Objetivo
Reúna todas as linhas da listagem abaixo em que aparece a palavra "white". Maiúsculas e minúsculas devem ser diferenciadas.

Registros de dados
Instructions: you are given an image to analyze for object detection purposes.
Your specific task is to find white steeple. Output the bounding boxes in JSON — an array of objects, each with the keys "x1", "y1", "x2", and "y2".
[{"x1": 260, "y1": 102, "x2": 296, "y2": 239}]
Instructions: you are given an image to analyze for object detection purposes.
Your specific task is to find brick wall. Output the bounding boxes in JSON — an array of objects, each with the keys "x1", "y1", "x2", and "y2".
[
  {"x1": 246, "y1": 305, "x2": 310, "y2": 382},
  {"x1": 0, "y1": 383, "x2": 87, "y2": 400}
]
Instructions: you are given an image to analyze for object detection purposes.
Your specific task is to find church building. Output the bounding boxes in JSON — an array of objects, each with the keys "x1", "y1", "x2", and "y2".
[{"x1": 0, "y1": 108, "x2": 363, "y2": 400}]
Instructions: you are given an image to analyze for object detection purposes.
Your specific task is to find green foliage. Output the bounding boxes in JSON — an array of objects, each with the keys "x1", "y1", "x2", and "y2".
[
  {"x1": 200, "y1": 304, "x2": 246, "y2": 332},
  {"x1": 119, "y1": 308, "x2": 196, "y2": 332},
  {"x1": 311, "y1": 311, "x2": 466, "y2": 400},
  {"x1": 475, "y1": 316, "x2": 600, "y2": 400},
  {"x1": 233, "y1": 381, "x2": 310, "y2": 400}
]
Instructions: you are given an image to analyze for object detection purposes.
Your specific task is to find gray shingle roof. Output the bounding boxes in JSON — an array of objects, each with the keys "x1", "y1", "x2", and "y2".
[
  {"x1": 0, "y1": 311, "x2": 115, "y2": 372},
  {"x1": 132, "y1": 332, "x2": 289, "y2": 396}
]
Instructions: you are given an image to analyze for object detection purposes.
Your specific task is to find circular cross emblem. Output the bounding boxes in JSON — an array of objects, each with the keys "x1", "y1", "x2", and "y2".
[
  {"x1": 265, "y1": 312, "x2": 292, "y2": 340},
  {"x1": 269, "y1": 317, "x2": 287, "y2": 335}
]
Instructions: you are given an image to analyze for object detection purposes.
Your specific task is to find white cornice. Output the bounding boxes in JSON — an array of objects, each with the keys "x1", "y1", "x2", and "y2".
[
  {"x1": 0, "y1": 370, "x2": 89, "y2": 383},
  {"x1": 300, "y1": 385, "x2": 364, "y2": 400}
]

Resposta
Your specific task is to find white steeple. Output the bounding boxes in JSON — an array of objects, each with the keys "x1", "y1", "x2", and "y2".
Your specific task is to find white cornice. Output the bounding boxes in JSON — an array of objects, each with the keys "x1", "y1", "x2", and "y2".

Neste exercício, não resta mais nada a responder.